→ Task list:
1. Translate this sentence from the hearing transcript into Spanish: "It is important to protect our Canadian investors."
2. In the hearing transcript, write out word for word the part that opens with the words containing "One of the cases" and closes with "just one example.".
3. Answer these questions from the hearing transcript:
(a) For about how many years has the community described in the Colombian report relied on small-scale mining?
(b) Which river is named as feeding one of the main water supplies in the country?
(c) According to Mr. Juan Diego Gonzalez Rúa, which government did not present any report?

→ Study text:

• • • •

Mr. Juan Diego Gonzalez Rúa (Interpretation):
    We propose with regard to monitoring, with regard to this type of agreement, that a specific organization be created to provide a report every year that looks at the situation that exists in the field in every community where there is a foreign corporate presence—in this case, Canada. We also want civil society to participate, organizations, NGOs....
    Organizations should look into the situation independently, and they must examine the real situations in our country. For example, in Colombia, our report has not been widely disseminated so far. It's fairly recent, but we hope that over time we will be better known within Canadian civil society as well.

[Translation]

    Do you buy into the government's excuse that the flimsy report which was submitted was due to the lack of available data on the ground and the lack of time to prepare the report?
(1300)

[English]

Mr. Juan Diego Gonzalez Rúa (Interpretation):
     I think we'd have to start by pointing out that when the agreement went into effect there was a commitment made, and we are in the same situation, but despite that we decided to create a baseline that would serve as a parameter for measuring the effects of the agreement in the future. So given the fact that the Colombian government did not present any report and the Canadian government produced the report it did, a non-report, civil society in Canada and Colombia is disappointed, particularly with the Colombian government.
    Madame Papillon.

[Translation]

     I have a straightforward question about protecting Canadian investors. You rightly talked about it, Ms. Moore. It is important to protect our Canadian investors. We must make sure that they will not help to maintain the situation, that they do not encourage or profit from it. Can you tell us a little more about that?

[English]

    I'll allow a very short answer, Ms. Moore.
    Our perspective is that this agreement has strengthened the current legislative framework for Canadian investors in Colombia, particularly speaking about the mining sector, and that civil society in Colombia, together with organizations here in Canada, are identifying serious risks to indigenous and Afro-Colombian lands and to vital sources of water.
    The way in which mining concessions have been granted quite carelessly across much of Colombian territory means that there is dangerous overlap with vital sources of water, with ancestral lands of Afro-Colombian and indigenous peoples, and entire communities that currently make their living from activities such as small-scale mining.
    One of the cases explored within the Colombian report, which you may have read already, would involve the entire displacement of a community that has relied, for some 400 years, on small-scale mining investments in order to make way for a Canadian company that would, in a period of 20 years, basically exploit all of the gold reserves in this area and then presumably walk away, putting effectively thousands of people out of work and displacing an indigenous community as well that's not been fairly consulted on that project, and potentially having serious impacts on sources of water that flow into the Cauca River, which is one of the main water supplies in the country. That's just one example.

• • • •

→ Data below:

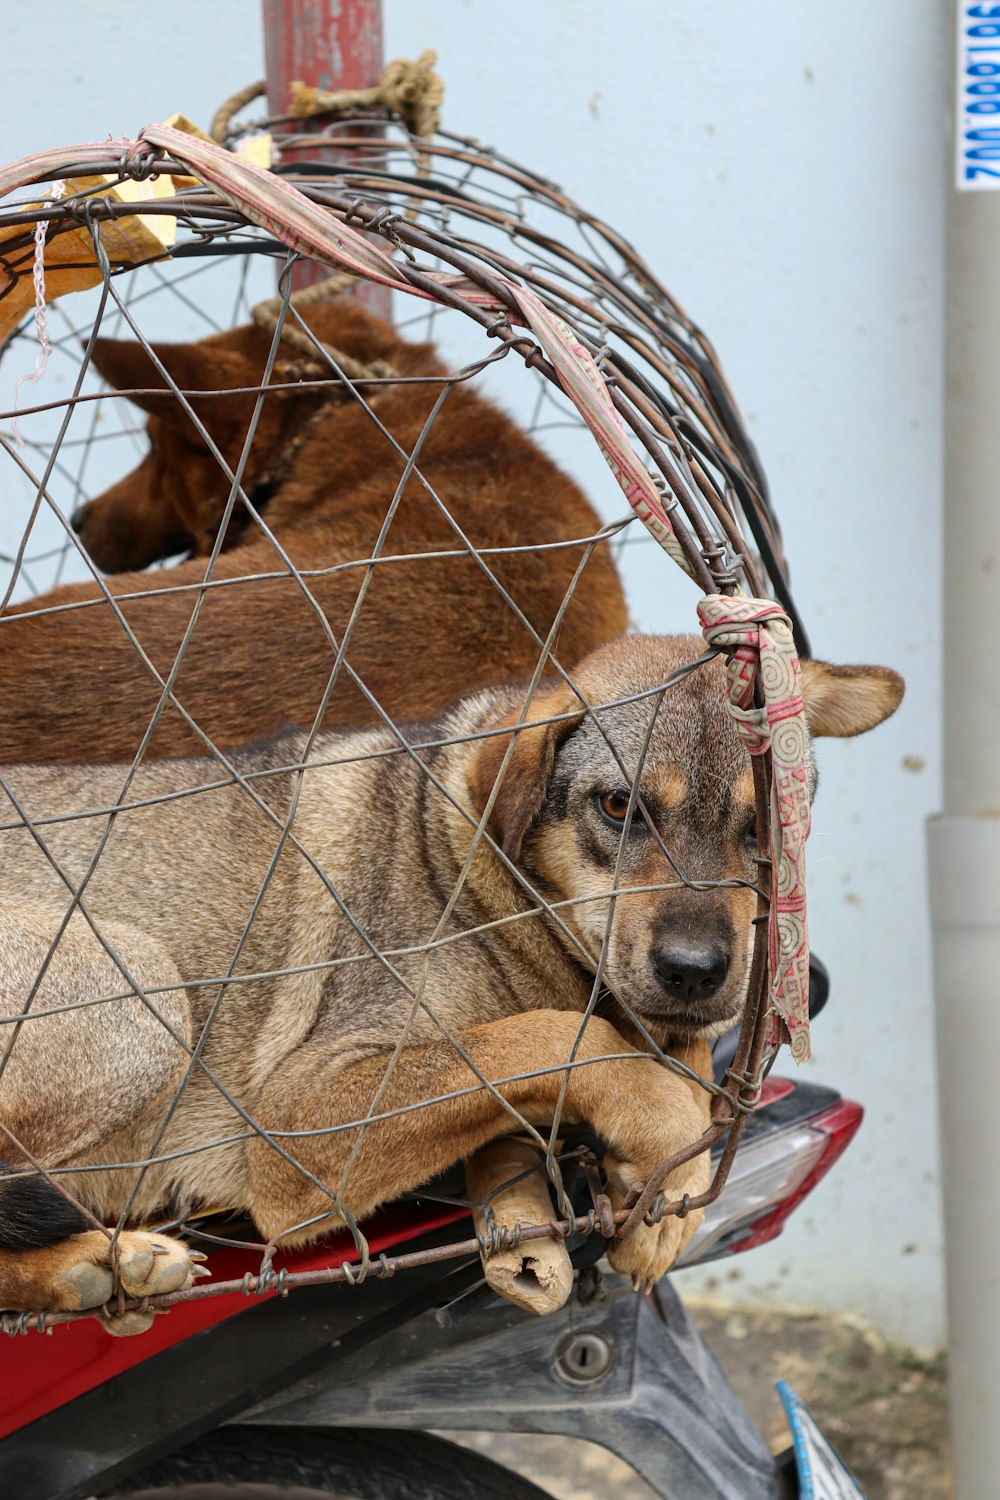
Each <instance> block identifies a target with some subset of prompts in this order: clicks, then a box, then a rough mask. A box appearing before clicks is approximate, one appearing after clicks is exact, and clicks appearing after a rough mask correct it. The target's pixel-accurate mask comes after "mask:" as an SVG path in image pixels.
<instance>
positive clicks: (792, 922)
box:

• • • •

→ Answers given:
1. Es importante proteger a nuestros inversionistas canadienses.

2.
One of the cases explored within the Colombian report, which you may have read already, would involve the entire displacement of a community that has relied, for some 400 years, on small-scale mining investments in order to make way for a Canadian company that would, in a period of 20 years, basically exploit all of the gold reserves in this area and then presumably walk away, putting effectively thousands of people out of work and displacing an indigenous community as well that's not been fairly consulted on that project, and potentially having serious impacts on sources of water that flow into the Cauca River, which is one of the main water supplies in the country. That's just one example.

3.
(a) Some 400 years.
(b) The Cauca River.
(c) The Colombian government.